### Exercise description
In the listing below, repeat exactly every line from the first through the line containing "Would you mind pointing out the grey", with nothing else.

### Input
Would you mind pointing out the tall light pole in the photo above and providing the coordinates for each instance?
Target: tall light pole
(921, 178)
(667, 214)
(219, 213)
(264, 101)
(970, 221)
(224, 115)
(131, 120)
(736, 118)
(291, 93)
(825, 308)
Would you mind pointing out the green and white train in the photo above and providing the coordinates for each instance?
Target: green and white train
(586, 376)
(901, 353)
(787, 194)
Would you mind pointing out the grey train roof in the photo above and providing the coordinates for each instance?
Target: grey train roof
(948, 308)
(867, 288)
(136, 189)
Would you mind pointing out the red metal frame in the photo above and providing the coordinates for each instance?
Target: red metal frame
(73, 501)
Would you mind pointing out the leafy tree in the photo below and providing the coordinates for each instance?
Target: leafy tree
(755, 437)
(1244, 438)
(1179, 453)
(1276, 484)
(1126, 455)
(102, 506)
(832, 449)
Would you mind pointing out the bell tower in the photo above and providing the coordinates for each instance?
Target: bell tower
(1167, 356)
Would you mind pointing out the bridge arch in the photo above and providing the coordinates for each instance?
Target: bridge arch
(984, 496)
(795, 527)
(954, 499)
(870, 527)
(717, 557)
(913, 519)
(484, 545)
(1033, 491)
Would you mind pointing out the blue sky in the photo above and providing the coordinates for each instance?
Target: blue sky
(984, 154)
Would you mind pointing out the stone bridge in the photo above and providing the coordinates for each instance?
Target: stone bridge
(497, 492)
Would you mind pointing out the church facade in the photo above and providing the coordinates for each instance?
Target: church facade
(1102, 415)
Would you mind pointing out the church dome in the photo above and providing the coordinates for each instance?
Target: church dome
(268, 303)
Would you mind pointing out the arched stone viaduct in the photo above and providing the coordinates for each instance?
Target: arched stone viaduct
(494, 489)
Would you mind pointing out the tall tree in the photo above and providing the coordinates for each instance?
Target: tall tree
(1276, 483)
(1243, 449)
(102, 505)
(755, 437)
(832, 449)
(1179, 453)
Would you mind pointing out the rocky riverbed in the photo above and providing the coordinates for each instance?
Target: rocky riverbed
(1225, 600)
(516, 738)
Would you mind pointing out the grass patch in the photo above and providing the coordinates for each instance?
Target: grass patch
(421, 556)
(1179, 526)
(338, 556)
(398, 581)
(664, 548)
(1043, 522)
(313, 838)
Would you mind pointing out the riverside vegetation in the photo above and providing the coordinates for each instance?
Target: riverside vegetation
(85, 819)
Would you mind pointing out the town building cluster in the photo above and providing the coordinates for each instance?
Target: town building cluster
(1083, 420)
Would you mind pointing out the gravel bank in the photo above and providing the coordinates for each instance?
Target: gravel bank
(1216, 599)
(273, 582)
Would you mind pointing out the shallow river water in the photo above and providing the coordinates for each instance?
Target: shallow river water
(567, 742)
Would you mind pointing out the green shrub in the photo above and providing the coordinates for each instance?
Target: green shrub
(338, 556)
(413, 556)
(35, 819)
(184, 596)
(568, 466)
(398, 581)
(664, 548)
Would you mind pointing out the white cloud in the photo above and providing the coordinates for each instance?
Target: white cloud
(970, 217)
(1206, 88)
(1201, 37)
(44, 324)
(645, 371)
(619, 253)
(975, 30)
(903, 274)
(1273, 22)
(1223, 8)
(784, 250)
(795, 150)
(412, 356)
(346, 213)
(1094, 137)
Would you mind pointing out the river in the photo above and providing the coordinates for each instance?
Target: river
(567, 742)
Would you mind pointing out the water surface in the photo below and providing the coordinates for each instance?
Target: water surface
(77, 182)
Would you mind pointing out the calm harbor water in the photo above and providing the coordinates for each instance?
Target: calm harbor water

### Solution to the problem
Would you mind pointing out the tall light pole in the photo above and providing the coordinates for each instance?
Target: tall light pole
(921, 178)
(667, 214)
(219, 213)
(264, 101)
(970, 221)
(224, 115)
(131, 120)
(736, 118)
(291, 93)
(825, 308)
Would you mind pointing out the green and white train in the photo above and providing the coordinates for each instance?
Target: green and white train
(586, 376)
(901, 353)
(787, 194)
Would you mind pointing out the grey train roof in the photo above and providing the coordinates for each instance?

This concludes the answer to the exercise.